(What the task asks):
Collect every line of the listing below that contains the string "coordinates", treating uppercase and lowercase as different.
━━━ Information shown
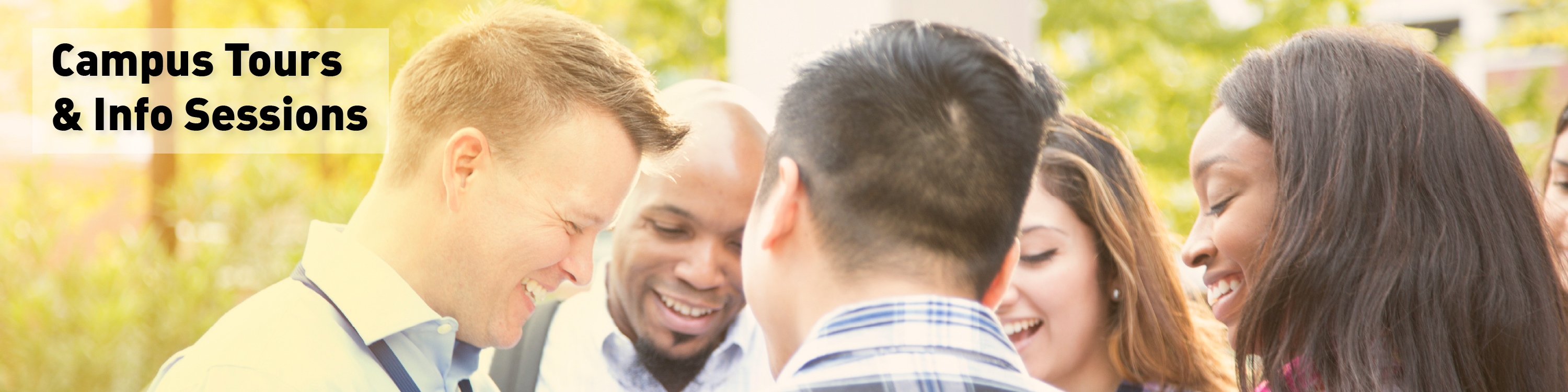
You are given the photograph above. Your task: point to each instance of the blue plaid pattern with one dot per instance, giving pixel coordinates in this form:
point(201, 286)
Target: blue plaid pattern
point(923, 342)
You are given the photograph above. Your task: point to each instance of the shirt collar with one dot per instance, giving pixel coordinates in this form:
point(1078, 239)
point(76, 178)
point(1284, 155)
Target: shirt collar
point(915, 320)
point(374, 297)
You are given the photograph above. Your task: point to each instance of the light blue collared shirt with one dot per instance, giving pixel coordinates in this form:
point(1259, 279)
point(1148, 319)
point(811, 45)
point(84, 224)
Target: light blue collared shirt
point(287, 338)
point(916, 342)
━━━━━━
━━━ Information shown
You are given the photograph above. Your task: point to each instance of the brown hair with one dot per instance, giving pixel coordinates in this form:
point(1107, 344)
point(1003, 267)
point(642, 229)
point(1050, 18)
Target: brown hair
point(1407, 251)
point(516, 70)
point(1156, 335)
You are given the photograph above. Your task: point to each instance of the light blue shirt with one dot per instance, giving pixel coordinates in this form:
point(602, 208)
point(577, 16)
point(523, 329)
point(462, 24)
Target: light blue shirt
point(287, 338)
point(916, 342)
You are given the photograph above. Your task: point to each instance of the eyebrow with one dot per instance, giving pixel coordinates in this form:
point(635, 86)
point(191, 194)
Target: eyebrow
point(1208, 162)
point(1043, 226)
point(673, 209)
━━━━━━
(Exercise output):
You are given the photograph above. Your task: point to each instance of the blue plaid pattern with one dot per instance, giving pixel coordinates in this form:
You are given the photograph above. Your task: point to each instance of the shirt collar with one dot per instance, giving pixel coordinates in this form:
You are given the photograph above. Your task: point to each instance of the light blue collared shirt with one dot per instance, giving pixel coordinates in this form:
You are given the photograph above. Your task: point to each instance of the brown hair with one dot per instance, giving pixel coordinates in this form:
You are given the photograph above. Your task: point to each instance of the light blue shirt with one dot per instance, giving pixel coordinates in this form:
You are given the photograph above. Your task: point to each instance of the eyebrow with one dot per instance, giving pixel coordinates in this form:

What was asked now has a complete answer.